What you are asked to do —
Your answer must be the records below repeated word for word, with no pictures in it.

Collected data
= Beginning of Section =

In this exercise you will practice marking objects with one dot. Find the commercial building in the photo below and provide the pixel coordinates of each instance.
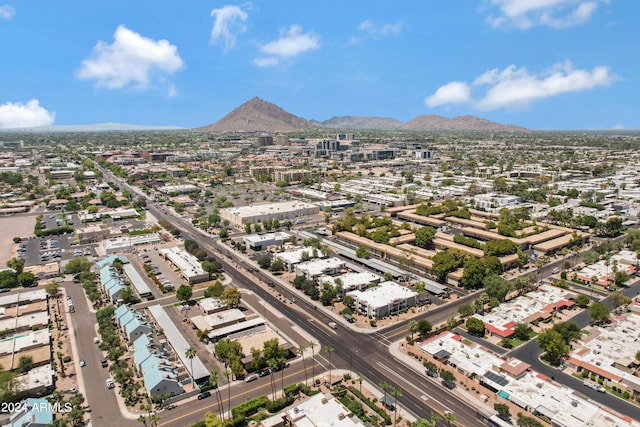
(530, 308)
(158, 371)
(188, 265)
(259, 242)
(257, 213)
(387, 298)
(319, 410)
(315, 268)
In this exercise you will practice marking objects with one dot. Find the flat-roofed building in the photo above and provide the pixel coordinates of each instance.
(257, 213)
(218, 320)
(259, 242)
(319, 410)
(384, 299)
(189, 266)
(315, 268)
(352, 280)
(211, 305)
(293, 257)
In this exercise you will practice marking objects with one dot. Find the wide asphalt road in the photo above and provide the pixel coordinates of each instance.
(530, 353)
(367, 354)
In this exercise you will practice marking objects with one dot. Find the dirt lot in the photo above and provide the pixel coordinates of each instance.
(10, 227)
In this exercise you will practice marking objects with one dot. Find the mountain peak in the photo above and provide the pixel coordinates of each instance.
(258, 115)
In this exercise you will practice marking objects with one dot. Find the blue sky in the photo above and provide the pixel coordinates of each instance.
(541, 64)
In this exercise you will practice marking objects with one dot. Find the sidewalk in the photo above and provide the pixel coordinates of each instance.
(396, 351)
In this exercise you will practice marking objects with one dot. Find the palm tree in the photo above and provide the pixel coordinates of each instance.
(385, 386)
(227, 375)
(329, 350)
(213, 381)
(312, 345)
(396, 393)
(190, 353)
(413, 327)
(450, 418)
(273, 365)
(203, 334)
(281, 363)
(301, 349)
(153, 419)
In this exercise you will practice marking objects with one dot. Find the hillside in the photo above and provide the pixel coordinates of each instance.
(257, 115)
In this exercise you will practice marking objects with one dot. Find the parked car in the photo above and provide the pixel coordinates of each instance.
(251, 378)
(204, 395)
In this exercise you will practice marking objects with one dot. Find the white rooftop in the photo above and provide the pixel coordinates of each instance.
(321, 410)
(316, 267)
(383, 294)
(352, 280)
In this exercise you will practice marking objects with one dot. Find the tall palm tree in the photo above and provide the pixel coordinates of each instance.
(312, 346)
(413, 327)
(190, 353)
(329, 349)
(281, 364)
(450, 418)
(213, 381)
(396, 393)
(385, 386)
(227, 375)
(273, 365)
(301, 349)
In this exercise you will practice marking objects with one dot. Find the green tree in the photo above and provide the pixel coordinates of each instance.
(26, 279)
(78, 265)
(496, 287)
(190, 354)
(16, 264)
(424, 237)
(231, 297)
(617, 299)
(599, 312)
(424, 327)
(475, 326)
(474, 272)
(184, 293)
(215, 290)
(582, 301)
(503, 411)
(521, 331)
(525, 421)
(554, 346)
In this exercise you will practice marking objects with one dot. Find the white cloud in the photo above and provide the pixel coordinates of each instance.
(7, 12)
(368, 30)
(227, 25)
(524, 14)
(517, 88)
(31, 114)
(290, 44)
(265, 62)
(451, 93)
(172, 91)
(131, 58)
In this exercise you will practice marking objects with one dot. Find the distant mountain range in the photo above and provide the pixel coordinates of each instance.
(98, 127)
(258, 115)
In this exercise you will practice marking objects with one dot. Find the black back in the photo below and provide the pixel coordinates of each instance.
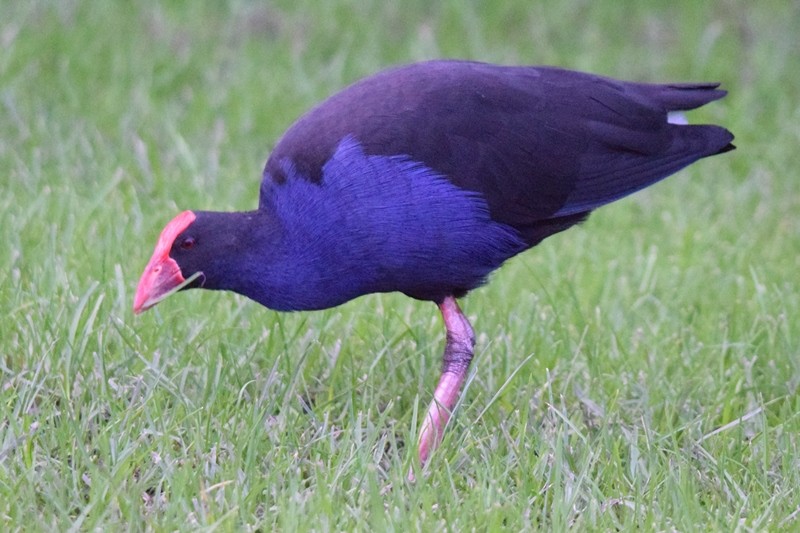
(544, 146)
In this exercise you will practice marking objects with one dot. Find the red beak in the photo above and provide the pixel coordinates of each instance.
(160, 277)
(162, 274)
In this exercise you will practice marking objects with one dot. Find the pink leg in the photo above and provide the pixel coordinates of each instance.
(455, 363)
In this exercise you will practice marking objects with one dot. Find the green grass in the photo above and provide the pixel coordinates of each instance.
(639, 372)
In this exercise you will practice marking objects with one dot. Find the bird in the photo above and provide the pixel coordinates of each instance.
(425, 178)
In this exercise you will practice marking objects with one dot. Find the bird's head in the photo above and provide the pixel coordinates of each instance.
(171, 266)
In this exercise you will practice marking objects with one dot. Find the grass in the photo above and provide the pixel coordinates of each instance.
(638, 372)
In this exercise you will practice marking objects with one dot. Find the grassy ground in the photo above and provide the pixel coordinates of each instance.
(639, 372)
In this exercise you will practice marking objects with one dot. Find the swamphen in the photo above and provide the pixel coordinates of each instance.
(424, 179)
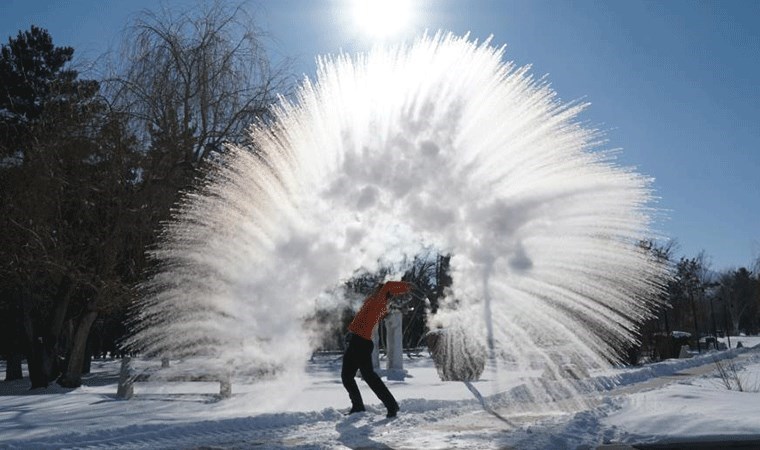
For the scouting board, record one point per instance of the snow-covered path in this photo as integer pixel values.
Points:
(668, 401)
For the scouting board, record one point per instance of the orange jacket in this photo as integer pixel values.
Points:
(375, 307)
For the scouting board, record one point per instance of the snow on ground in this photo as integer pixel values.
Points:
(673, 401)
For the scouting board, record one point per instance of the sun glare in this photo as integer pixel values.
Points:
(381, 18)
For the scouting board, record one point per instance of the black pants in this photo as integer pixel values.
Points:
(358, 356)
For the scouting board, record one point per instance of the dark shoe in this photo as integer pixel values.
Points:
(356, 409)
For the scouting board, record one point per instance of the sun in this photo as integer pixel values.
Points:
(381, 18)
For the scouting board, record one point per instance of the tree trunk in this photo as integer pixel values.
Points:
(13, 367)
(42, 349)
(72, 377)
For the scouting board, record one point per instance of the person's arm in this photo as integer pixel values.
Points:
(396, 288)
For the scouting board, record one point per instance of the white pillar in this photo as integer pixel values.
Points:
(376, 349)
(394, 337)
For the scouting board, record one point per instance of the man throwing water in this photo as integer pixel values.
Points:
(358, 355)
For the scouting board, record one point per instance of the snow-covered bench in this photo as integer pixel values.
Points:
(127, 379)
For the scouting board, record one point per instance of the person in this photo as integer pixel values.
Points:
(358, 354)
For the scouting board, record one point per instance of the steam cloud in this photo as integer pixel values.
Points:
(438, 143)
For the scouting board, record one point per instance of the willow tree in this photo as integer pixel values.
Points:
(190, 82)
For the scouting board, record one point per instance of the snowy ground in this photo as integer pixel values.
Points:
(674, 401)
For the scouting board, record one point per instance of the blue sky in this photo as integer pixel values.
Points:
(675, 84)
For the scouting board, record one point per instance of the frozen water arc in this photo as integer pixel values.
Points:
(437, 143)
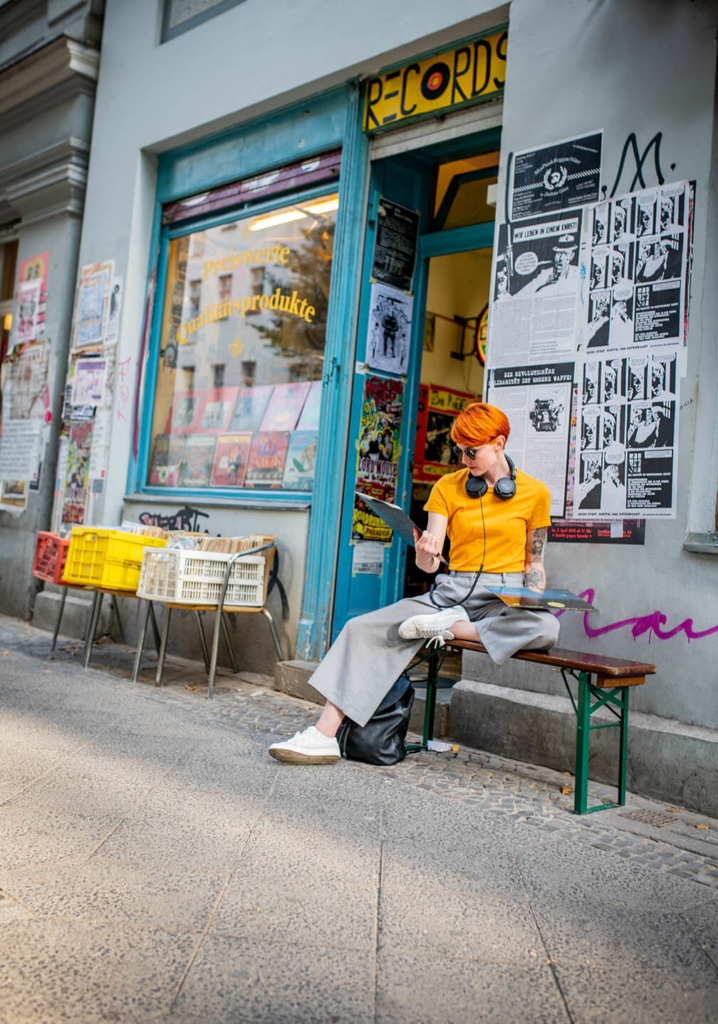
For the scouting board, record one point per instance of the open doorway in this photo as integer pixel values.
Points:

= End of Section =

Written response —
In this exercise you will practice marking objects with one dot. Find the commercial building in the photo below and provide the pixel coordinates of each instance.
(530, 308)
(158, 371)
(188, 265)
(259, 242)
(257, 213)
(387, 298)
(319, 410)
(315, 268)
In this exercise you will practice marking objects with one dot. Find the flat-roofed building in the photo above and provide the pixel coordinates of each instance.
(257, 213)
(218, 320)
(259, 242)
(319, 410)
(384, 299)
(189, 266)
(315, 268)
(352, 280)
(211, 305)
(293, 257)
In this exercise you will practice marking objects with one dot. Find the wide asphalt road in the photo above and provide the pixel coordinates of each instance.
(530, 353)
(367, 354)
In this exercise you will practice marking objects with one dot. Find the dirt lot in the photo above and provide the pixel coordinates of each instance.
(10, 227)
In this exercise you will practice marking objects with one dot. Find the mountain peak in the photo above and provide the pixel coordinates of each instance.
(258, 115)
In this exercise you will practice marking objects with one dot. Find the blue sky in the photo above and provide the pixel coordinates of each instance.
(541, 64)
In this exercise you will practice marking objects with one dot. Find the sidewalk in the photo above and provide the pixel coordinates of each instance.
(396, 351)
In this exercise you will practice marking objects with one dot. Find the palm tree in the photo above and provide the pixel coordinates of each instance.
(385, 386)
(227, 375)
(329, 350)
(213, 381)
(312, 345)
(396, 393)
(190, 353)
(413, 327)
(450, 418)
(273, 365)
(203, 334)
(281, 363)
(301, 349)
(153, 419)
In this exercise you will practice marking objects with one dot. Find the hillside in the photo above and provide the pixel coordinates of each instance.
(257, 115)
In this exercise you will practice marking objects with one dot. Find the parked car in the photo above and provide the pixel coordinates of each instance.
(251, 378)
(204, 395)
In this exercise you will practice marking objects with one dot. Find the white rooftop in the photo above and provide the pixel coordinates of each instance.
(321, 410)
(316, 267)
(383, 294)
(352, 280)
In this exercise you will practice marking objects with one dot. Find the tall palm tree in the photo above and provide the pixel coordinates of each instance.
(312, 346)
(413, 327)
(190, 353)
(329, 349)
(281, 364)
(450, 418)
(213, 381)
(396, 393)
(385, 386)
(227, 375)
(273, 365)
(301, 349)
In this exercise you will practice marking objects with one dot. Find the green tree in the photo above and provide the pixel coordinates of each instance.
(26, 279)
(78, 265)
(496, 287)
(190, 354)
(16, 264)
(424, 237)
(231, 297)
(617, 299)
(599, 312)
(424, 327)
(475, 326)
(474, 272)
(184, 293)
(215, 290)
(582, 301)
(503, 411)
(521, 331)
(525, 421)
(554, 346)
In this exercise you will practice marking objects with one dot. Find the white cloud in the photo above and provide the pixel coordinates of each instance.
(7, 12)
(368, 30)
(227, 25)
(524, 14)
(517, 88)
(31, 114)
(290, 44)
(265, 62)
(451, 93)
(172, 91)
(131, 58)
In this exercise you will practice marking objects with one dot. Find the distant mountain range in the photo above and provide the pixel coordinates of each instance.
(98, 127)
(258, 115)
In this exercise you will practice marking objects with one dot. Find the black back in the photo below and provide the pixel coordinates of each instance.
(544, 146)
In this exercise you will practice marking objects with one dot. Find the red beak in the photo above and provide the pixel coordinates of each instance.
(160, 277)
(162, 274)
In this exercise you will practice marking objects with one dot. Find the pink leg in the photo above and provide the pixel coordinates of each instance.
(455, 363)
In this exercise you will practice marking objects with one dot. Find the green grass in the photo above and provide the pixel coordinates of each instance.
(639, 372)
In this exercise you will practice marking objects with one dot. Find the bird in the photo above and provide the pixel coordinates of each instance.
(425, 178)
In this exercise you will practice marking objects with one dot. Find the bird's head in the photo above and provide the pixel coordinates of each instance.
(171, 266)
In this exercise you will practice marking objects with one dot. Find the grass in the photo above and provide the pixel coordinates of each instance.
(638, 372)
In this exercise you will practice marking objects with one dot. Find the grassy ground in the photo above and provide the pixel coordinates of each instance.
(639, 372)
In this exercise you will practice marking objects with one dot. Find the swamphen in the photo above and provide the pixel coordinates of each instance.
(424, 179)
For the scouting board, record one point per instance of the snow-covered path in this photo as integer pixel values.
Points:
(668, 401)
For the scouting board, record one point per instance of the orange jacket in this photo as integer pixel values.
Points:
(375, 307)
For the scouting board, record one point per instance of the snow on ground in this photo as integer pixel values.
Points:
(673, 401)
For the scouting board, record one point per instance of the sun glare in this photo as integer pixel values.
Points:
(381, 18)
For the scouting board, record one point per instance of the black pants in this photo as integer pixel values.
Points:
(358, 356)
For the scouting board, record one point per instance of the dark shoe in this photo as integer pixel values.
Points:
(356, 409)
For the scouting board, record one point per instance of the sun in this photo as integer pixel values.
Points:
(381, 18)
For the scouting board, record one point per instance of the tree trunk in this photo as integer pixel values.
Points:
(13, 367)
(42, 349)
(72, 377)
For the scouting board, record one point per instance of the person's arm in this photo as integer pixel values.
Points:
(396, 288)
For the scouting board, record one point per instance of the white pillar in this photo as integer pixel values.
Points:
(376, 349)
(394, 337)
For the scouting board, record one point per instance of the man throwing water in this photo as integer pixel values.
Points:
(358, 355)
For the scouting board, record one point per instance of the snow-covered bench in this photo as integer pixel values.
Points:
(127, 379)
For the scouting board, record one point per instance of the person in this photo as integer pixel values.
Points:
(358, 354)
For the scouting board, record one point per instance of the steam cloud in this photo as integer pixel values.
Points:
(438, 143)
For the scouting board, record one point per instance of the willow tree in this photo as integer pixel values.
Points:
(190, 82)
For the scouting board, record one point per instance of the snowy ground in this photo as integer pixel values.
Points:
(674, 401)
For the scouting board, record one point per instance of the blue sky in this photo as integer pixel values.
Points:
(675, 84)
For the scouting board, record one point per instance of the frozen water arc in this photo as integer pixel values.
Points:
(437, 143)
For the scouting board, record one point per instance of the open doorway in this photo as integer pixel values.
Points:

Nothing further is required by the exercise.